■ Provided data:
● ● ● ● ●
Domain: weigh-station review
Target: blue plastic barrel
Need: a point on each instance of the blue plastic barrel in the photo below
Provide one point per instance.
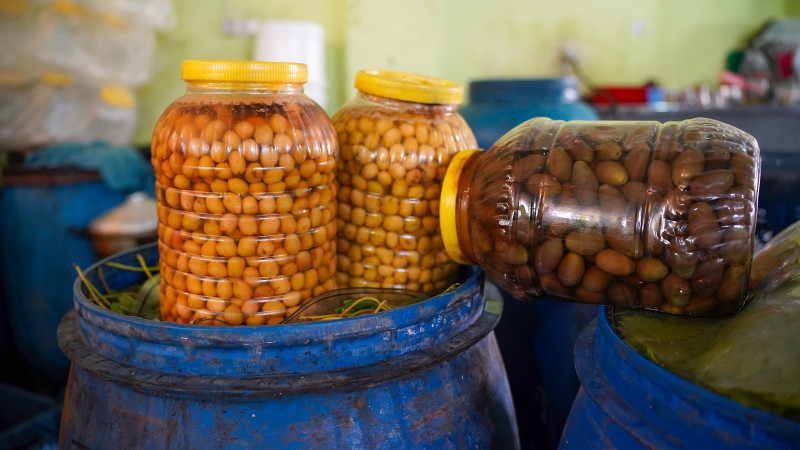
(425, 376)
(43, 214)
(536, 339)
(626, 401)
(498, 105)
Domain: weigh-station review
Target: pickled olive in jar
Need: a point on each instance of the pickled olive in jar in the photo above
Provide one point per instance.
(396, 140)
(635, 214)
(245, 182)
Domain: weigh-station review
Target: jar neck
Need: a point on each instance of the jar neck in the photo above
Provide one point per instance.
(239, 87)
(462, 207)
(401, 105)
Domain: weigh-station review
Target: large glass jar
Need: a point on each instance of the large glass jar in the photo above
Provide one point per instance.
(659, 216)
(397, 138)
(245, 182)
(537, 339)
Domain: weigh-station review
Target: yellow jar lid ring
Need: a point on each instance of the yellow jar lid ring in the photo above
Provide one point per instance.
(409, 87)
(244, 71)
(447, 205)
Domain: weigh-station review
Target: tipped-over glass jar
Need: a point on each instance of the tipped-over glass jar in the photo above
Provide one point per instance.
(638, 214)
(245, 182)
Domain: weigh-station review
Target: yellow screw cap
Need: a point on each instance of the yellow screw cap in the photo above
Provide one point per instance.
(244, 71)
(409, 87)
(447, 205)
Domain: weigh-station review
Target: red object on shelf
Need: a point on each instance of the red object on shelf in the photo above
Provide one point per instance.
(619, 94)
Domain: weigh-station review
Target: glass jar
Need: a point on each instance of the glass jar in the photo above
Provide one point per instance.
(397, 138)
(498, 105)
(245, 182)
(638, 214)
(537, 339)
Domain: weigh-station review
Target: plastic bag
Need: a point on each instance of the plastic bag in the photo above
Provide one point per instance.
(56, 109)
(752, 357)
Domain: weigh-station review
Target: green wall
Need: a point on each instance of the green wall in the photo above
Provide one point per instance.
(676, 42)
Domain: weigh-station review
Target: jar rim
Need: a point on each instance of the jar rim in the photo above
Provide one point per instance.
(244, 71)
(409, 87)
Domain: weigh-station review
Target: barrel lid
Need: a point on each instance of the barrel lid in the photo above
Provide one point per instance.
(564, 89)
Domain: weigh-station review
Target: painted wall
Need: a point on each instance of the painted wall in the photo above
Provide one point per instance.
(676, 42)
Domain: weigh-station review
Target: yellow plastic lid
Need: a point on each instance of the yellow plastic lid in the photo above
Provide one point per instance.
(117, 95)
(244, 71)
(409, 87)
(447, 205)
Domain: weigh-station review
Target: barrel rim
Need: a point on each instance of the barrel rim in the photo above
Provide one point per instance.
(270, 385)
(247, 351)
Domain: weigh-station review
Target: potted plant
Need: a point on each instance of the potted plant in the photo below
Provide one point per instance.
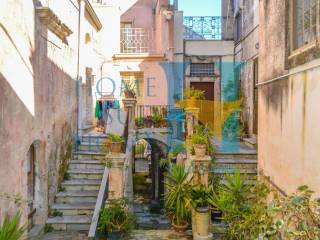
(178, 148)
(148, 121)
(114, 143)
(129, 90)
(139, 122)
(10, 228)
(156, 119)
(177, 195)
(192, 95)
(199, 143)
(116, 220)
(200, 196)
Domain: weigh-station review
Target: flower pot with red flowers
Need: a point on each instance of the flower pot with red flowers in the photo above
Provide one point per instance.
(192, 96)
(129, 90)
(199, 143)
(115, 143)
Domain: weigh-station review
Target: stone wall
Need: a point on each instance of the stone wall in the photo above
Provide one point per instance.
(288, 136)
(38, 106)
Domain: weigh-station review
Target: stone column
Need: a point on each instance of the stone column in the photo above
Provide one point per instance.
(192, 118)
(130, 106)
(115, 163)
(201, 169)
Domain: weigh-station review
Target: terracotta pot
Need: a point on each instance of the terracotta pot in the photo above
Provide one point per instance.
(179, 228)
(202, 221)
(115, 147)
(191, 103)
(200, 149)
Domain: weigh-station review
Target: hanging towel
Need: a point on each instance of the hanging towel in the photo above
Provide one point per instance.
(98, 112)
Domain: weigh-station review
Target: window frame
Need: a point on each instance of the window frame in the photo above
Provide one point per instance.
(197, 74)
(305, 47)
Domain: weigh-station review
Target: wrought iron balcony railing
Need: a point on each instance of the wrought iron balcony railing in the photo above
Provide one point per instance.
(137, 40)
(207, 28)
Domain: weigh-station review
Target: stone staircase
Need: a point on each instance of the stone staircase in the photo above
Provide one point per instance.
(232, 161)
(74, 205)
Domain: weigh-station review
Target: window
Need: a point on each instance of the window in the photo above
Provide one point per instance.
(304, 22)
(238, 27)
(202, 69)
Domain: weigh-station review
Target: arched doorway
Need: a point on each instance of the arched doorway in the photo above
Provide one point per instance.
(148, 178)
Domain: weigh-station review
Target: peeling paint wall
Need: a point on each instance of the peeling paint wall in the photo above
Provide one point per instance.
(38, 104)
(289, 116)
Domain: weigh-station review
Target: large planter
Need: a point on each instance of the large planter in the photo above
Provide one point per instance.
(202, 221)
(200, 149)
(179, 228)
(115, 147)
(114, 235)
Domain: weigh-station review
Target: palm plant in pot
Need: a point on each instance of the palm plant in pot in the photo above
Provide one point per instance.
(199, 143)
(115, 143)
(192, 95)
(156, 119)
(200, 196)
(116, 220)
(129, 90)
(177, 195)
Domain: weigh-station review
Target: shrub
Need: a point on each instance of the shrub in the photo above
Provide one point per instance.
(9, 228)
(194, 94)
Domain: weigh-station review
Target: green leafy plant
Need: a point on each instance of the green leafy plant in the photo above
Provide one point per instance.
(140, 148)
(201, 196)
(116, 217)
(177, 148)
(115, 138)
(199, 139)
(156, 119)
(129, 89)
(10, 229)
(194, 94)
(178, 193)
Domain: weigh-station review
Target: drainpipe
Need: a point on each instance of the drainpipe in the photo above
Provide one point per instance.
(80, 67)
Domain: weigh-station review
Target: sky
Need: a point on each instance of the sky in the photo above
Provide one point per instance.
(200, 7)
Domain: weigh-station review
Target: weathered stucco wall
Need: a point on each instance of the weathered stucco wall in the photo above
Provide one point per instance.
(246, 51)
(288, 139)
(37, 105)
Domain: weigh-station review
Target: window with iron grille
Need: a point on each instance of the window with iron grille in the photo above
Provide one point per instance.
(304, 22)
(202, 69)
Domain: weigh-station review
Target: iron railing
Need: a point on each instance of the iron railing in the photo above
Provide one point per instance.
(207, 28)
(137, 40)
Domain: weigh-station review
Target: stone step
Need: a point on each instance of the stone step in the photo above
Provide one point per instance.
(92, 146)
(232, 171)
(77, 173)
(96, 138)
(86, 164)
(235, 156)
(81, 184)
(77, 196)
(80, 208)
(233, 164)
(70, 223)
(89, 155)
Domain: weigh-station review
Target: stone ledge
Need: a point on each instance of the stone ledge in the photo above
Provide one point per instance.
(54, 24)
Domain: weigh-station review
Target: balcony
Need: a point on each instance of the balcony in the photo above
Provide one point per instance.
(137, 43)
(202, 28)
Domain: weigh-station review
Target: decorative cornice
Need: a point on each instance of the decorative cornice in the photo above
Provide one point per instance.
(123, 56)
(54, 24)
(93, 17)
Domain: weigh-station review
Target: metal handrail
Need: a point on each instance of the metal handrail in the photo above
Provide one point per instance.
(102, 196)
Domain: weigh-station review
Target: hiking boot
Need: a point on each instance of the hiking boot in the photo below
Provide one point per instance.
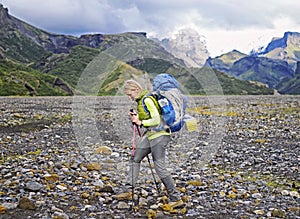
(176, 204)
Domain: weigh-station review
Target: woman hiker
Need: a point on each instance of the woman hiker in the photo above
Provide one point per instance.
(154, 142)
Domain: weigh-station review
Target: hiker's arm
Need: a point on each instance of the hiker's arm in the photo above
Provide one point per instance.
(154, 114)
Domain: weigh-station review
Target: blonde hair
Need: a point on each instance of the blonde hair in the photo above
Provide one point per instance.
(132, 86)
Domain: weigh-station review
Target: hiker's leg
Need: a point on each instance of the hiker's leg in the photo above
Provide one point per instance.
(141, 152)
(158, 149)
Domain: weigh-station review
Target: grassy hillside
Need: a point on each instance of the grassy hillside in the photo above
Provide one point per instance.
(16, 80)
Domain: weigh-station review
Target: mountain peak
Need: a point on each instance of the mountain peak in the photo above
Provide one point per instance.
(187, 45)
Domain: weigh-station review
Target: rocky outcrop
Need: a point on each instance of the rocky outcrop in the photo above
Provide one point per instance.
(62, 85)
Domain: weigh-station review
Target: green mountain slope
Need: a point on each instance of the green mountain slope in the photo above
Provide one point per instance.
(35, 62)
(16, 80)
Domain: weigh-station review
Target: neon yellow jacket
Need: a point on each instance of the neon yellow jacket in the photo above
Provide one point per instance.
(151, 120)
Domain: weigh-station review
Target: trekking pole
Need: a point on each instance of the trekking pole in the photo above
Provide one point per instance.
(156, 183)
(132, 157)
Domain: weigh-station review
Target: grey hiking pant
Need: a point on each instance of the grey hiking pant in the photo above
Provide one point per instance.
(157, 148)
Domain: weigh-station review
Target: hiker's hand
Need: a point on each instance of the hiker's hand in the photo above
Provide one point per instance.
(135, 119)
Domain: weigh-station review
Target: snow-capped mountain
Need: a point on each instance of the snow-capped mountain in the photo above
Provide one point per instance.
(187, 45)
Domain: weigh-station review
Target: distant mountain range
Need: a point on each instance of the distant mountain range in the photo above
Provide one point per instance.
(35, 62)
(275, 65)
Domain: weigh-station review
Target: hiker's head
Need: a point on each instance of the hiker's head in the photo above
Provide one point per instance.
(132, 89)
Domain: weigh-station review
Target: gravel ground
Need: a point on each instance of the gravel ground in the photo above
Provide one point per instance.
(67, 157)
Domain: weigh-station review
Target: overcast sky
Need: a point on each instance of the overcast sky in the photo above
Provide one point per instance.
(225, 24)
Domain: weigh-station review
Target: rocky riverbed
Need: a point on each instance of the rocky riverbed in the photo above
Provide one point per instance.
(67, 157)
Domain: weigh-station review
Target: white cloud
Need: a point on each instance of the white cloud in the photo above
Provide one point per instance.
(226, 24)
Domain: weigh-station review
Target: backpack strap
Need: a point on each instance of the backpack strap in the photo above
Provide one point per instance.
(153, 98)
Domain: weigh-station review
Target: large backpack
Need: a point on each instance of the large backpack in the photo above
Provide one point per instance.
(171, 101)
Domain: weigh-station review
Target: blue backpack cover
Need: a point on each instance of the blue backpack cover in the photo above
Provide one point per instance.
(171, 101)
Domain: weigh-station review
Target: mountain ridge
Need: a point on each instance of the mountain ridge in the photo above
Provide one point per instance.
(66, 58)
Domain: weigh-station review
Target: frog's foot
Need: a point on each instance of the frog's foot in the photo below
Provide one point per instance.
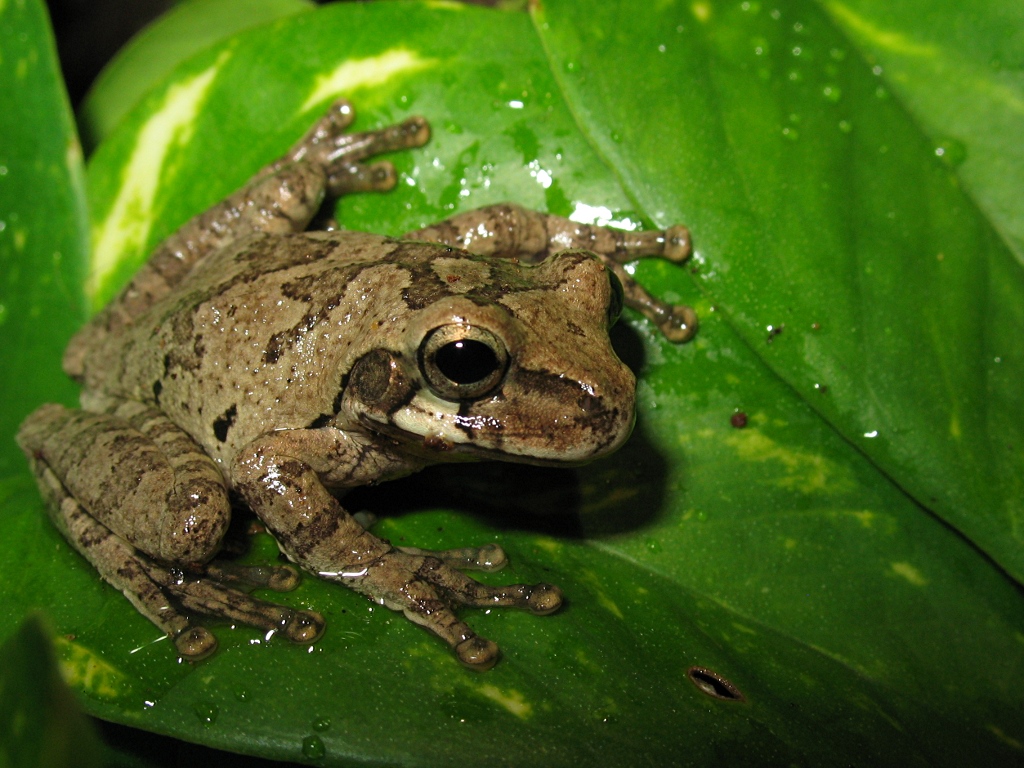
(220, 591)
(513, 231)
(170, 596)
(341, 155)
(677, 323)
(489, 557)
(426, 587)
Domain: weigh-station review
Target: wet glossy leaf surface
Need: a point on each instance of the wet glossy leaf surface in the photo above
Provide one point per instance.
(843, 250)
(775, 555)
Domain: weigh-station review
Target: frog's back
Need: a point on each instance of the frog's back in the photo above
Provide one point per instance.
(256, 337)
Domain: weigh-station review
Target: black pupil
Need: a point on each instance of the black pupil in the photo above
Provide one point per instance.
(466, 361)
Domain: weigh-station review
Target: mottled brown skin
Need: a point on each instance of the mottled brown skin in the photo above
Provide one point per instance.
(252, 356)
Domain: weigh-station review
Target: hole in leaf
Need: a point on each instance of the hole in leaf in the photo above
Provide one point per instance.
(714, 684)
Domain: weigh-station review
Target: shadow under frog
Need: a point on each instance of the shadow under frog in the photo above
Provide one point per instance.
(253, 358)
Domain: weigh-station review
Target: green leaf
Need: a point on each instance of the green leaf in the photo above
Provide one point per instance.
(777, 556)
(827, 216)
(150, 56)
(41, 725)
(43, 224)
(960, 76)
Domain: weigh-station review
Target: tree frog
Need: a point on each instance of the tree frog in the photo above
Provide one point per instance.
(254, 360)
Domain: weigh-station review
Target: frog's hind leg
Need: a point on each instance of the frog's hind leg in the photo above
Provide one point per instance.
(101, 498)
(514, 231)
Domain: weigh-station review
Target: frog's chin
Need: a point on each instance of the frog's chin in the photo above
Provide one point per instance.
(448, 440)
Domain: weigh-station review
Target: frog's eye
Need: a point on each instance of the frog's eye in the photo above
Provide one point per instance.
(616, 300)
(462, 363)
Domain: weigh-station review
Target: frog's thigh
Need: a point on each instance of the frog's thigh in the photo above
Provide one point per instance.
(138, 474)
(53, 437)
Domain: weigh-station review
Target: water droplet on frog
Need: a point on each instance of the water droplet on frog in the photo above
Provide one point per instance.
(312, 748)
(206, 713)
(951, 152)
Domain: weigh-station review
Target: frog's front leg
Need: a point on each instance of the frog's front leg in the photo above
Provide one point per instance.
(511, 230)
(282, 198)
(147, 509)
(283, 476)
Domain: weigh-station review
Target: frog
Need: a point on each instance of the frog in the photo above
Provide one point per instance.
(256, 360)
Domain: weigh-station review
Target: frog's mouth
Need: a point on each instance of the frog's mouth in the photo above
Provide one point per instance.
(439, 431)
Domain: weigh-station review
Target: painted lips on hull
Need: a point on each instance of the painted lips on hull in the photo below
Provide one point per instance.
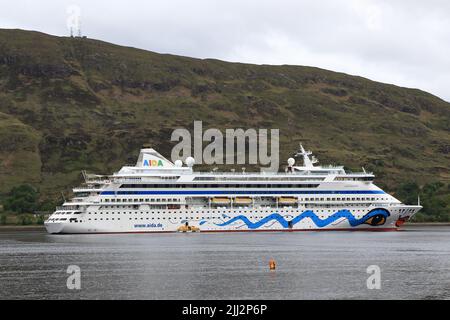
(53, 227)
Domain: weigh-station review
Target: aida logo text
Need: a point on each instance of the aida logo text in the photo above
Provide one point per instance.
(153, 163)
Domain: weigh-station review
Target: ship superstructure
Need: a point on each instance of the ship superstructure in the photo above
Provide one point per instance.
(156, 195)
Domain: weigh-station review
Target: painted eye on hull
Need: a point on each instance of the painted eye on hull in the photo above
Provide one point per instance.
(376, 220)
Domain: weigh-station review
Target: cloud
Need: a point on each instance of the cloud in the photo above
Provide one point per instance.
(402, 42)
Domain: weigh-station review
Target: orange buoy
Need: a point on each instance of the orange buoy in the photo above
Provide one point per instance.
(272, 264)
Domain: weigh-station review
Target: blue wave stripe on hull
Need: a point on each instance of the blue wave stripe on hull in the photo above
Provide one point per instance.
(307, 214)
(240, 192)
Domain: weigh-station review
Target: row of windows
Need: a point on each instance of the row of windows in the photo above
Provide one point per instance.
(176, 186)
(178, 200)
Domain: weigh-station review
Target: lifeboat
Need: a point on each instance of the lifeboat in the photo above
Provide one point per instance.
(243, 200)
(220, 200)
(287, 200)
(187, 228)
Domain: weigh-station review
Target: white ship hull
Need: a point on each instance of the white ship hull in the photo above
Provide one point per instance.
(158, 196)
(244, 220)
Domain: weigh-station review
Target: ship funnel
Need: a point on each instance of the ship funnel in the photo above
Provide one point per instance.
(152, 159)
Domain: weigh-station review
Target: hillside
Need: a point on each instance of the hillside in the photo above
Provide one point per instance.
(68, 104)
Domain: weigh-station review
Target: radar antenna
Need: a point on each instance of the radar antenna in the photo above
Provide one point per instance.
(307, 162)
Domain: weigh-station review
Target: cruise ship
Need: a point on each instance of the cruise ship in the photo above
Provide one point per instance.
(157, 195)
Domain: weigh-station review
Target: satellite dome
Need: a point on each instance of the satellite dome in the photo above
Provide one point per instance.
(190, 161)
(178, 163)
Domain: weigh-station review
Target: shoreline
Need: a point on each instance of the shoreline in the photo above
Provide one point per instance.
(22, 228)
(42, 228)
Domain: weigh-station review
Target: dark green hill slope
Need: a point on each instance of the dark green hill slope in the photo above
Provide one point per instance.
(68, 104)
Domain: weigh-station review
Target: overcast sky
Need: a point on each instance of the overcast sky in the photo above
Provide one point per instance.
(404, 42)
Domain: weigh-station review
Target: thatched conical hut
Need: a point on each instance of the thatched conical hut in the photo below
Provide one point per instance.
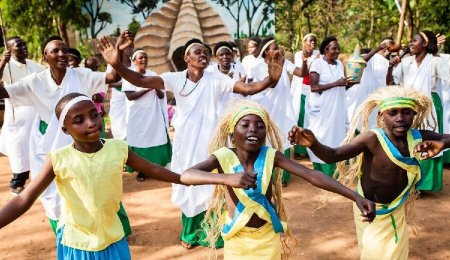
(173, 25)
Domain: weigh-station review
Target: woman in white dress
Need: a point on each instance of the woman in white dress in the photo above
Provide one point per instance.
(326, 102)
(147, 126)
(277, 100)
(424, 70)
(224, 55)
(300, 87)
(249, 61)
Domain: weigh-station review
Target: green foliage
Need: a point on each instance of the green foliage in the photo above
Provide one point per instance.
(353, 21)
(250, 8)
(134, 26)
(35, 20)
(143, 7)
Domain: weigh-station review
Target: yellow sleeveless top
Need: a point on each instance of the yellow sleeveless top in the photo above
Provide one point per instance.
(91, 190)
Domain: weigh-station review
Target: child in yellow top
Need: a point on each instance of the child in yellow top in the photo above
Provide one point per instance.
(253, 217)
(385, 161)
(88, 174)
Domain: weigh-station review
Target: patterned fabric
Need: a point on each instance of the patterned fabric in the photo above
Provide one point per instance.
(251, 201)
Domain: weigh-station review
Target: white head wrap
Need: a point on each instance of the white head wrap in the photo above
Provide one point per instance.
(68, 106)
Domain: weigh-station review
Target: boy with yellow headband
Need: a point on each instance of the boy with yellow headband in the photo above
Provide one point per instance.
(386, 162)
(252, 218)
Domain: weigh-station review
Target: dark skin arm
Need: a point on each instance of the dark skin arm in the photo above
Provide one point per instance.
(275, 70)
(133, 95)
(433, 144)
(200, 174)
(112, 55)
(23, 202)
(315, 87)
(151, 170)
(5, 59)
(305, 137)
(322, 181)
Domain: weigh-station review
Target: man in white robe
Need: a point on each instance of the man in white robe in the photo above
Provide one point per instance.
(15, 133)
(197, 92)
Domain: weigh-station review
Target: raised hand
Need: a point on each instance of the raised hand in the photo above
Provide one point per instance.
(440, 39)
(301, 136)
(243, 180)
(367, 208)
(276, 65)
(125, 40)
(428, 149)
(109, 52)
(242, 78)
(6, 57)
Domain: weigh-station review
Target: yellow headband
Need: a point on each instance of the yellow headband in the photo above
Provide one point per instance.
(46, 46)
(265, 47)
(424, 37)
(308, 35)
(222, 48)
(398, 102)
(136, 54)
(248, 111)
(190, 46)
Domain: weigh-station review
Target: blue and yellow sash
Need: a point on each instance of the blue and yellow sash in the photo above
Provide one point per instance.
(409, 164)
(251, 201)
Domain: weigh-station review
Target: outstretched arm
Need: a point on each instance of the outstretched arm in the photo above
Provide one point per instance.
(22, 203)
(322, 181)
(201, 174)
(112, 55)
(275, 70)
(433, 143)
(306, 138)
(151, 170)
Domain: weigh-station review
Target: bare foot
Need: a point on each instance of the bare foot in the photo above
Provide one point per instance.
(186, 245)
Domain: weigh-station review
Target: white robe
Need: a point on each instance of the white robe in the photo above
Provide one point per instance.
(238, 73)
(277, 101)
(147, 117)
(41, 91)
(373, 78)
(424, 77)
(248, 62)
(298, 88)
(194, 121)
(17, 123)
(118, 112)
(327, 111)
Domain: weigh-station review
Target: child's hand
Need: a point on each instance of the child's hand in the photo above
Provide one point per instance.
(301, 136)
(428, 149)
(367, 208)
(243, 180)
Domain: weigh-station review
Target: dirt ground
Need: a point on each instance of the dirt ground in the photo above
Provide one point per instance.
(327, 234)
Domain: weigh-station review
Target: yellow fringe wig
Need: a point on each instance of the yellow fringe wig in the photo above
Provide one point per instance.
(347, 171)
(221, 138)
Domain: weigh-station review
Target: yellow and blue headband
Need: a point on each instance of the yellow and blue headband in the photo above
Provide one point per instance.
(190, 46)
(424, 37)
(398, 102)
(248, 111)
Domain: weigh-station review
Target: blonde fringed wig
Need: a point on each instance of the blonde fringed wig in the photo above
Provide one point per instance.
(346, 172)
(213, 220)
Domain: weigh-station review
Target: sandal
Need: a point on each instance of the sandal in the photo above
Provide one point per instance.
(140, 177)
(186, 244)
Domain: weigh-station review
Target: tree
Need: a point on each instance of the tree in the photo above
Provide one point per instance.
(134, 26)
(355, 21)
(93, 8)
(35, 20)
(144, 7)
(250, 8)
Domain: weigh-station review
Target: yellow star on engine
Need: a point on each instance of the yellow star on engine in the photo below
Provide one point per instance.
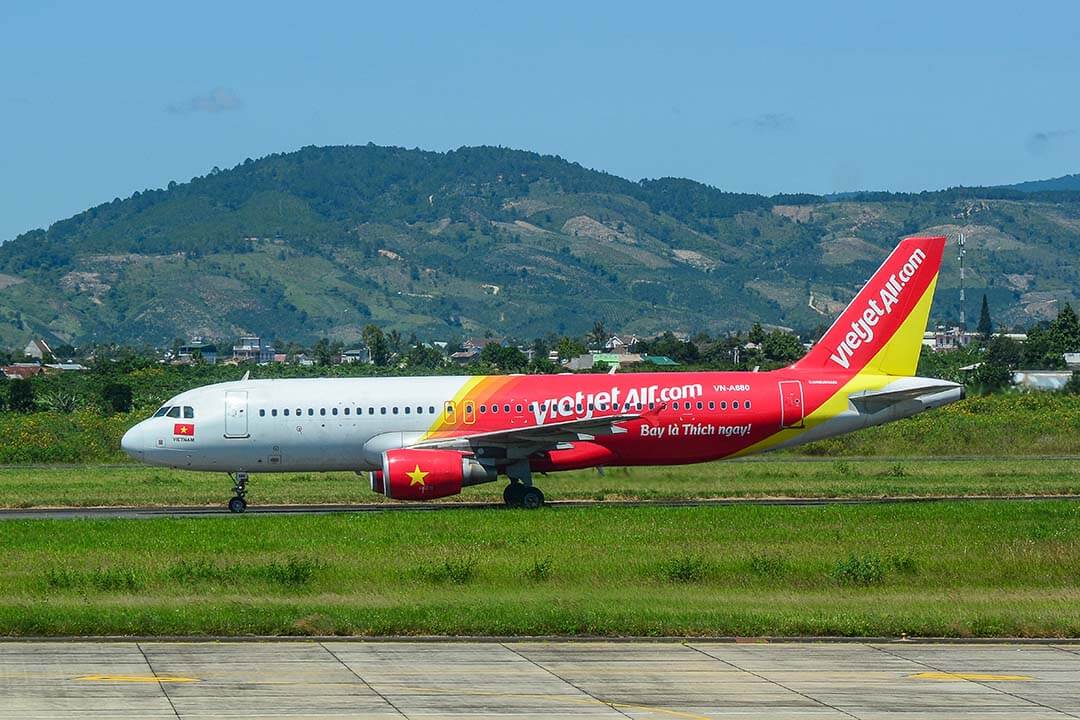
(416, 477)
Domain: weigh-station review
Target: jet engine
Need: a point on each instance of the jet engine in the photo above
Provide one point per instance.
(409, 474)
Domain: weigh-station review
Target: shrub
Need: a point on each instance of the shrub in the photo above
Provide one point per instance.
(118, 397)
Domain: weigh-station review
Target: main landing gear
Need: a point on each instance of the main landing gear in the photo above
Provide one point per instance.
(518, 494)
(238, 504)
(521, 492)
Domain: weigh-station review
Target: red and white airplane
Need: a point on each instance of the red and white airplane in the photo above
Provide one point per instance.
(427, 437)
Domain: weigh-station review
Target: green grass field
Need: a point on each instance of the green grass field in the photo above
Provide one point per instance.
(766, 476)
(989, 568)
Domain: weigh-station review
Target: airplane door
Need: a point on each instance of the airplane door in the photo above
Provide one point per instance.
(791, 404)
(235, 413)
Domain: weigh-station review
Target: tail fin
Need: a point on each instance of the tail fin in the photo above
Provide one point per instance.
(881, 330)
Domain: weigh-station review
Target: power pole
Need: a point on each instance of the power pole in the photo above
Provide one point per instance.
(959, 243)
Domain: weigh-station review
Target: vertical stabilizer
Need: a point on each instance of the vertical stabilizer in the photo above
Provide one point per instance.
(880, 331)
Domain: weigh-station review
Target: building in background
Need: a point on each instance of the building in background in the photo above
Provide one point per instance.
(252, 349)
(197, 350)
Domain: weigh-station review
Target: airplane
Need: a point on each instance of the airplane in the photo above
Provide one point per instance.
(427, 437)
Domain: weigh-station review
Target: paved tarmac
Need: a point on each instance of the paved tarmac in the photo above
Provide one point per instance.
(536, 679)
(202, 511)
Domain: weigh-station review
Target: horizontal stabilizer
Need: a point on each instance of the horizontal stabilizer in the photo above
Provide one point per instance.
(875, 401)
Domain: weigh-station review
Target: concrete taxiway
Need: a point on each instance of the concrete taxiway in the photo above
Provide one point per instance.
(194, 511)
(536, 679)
● ● ● ● ●
Return every line of the items above that contains the string "hillside".

Target: grassy hillside
Need: a point on each instance of the grassy hillside in the photo above
Target: hillside
Need: a point on each instance of the hillside in the photo above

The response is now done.